[Object position labeling entries]
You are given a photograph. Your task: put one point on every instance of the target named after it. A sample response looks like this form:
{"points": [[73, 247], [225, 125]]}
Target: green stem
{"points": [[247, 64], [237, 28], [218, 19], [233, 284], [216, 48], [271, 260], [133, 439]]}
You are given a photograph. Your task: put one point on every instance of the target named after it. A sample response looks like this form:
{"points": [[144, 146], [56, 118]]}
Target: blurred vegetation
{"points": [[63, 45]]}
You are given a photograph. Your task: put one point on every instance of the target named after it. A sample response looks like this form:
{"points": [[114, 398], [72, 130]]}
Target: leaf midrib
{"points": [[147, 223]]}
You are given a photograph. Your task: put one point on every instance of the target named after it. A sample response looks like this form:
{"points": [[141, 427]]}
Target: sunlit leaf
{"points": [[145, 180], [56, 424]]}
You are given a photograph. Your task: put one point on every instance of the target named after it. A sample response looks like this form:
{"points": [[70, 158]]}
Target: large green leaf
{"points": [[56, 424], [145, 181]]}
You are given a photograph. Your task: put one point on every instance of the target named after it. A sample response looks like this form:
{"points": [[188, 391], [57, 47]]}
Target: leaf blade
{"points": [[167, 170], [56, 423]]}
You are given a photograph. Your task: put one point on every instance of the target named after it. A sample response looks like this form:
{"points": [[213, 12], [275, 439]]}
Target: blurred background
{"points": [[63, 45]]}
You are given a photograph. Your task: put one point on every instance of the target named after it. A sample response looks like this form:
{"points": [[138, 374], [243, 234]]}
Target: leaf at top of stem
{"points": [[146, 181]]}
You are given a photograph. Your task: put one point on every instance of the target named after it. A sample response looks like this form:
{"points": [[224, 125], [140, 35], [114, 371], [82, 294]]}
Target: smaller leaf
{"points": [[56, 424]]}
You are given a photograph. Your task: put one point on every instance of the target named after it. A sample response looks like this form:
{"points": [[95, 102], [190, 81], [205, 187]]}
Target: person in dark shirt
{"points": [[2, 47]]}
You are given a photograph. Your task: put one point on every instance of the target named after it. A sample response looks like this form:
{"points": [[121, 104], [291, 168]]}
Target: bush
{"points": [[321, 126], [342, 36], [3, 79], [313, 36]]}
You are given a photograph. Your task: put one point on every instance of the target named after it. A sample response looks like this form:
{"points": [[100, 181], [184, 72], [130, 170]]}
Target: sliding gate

• **Objective**:
Retype every entry above, word for word.

• **Written response**:
You are given a photograph. Your task: put one point on every instance of the target named after it. A sample response looks like this form:
{"points": [[73, 247], [225, 125]]}
Target: green stem
{"points": [[247, 64], [237, 28], [218, 19], [233, 284], [216, 48], [271, 260], [133, 439]]}
You are given a photograph. Your task: put one point on every instance of the target named after it. A sample response looks like this form:
{"points": [[144, 146], [56, 118]]}
Target: blurred vegetation
{"points": [[63, 45]]}
You are given a photograph. Your task: put one point on every instance of the target named after it. A sample response looks like this form:
{"points": [[114, 398], [72, 130]]}
Target: leaf midrib
{"points": [[147, 223]]}
You are given a photograph. Your task: put one point on every instance of the target named after it. A sample response looks like this form:
{"points": [[141, 427]]}
Target: sunlit leaf
{"points": [[145, 180], [56, 424]]}
You are given a photograph. Your task: put one point on every instance of the target named after it. A sample response looks like this form:
{"points": [[70, 158]]}
Target: large green leaf
{"points": [[56, 424], [145, 181]]}
You are given a photograph. Your task: put one point on every instance of the target named after it. A sample response looks like this form:
{"points": [[188, 391], [57, 47]]}
Target: leaf blade
{"points": [[167, 170], [56, 423]]}
You are given a photograph. Your task: put one point on every instance of the target named after it. A sample response looks like this form:
{"points": [[213, 12], [275, 439]]}
Target: blurred background
{"points": [[63, 45]]}
You are given a photograph. Your task: put one point on every instance of the target named after it. A sample response looks like this form:
{"points": [[138, 374], [243, 234]]}
Target: leaf at top of stem
{"points": [[146, 181]]}
You are given a photograph. Your task: put one point on every instance of the target named after it. A sample response looks like this form:
{"points": [[224, 125], [140, 35], [114, 371], [82, 294]]}
Target: smaller leaf
{"points": [[56, 424]]}
You are given a photograph. Your task: put one point on every instance of the target named after it. A sample response looks like this form:
{"points": [[95, 102], [190, 81], [205, 187]]}
Target: person in dark shirt
{"points": [[2, 47]]}
You are given a photograph. Your task: put one point on every instance of the target named after it. A sample response looks like this form:
{"points": [[121, 104], [291, 168]]}
Target: bush
{"points": [[321, 126], [342, 36], [3, 79], [313, 36]]}
You are given a photograph. Your task: put one point on every instance of the target named after it. A sample response looks like this form:
{"points": [[100, 181], [184, 72], [130, 170]]}
Target: sliding gate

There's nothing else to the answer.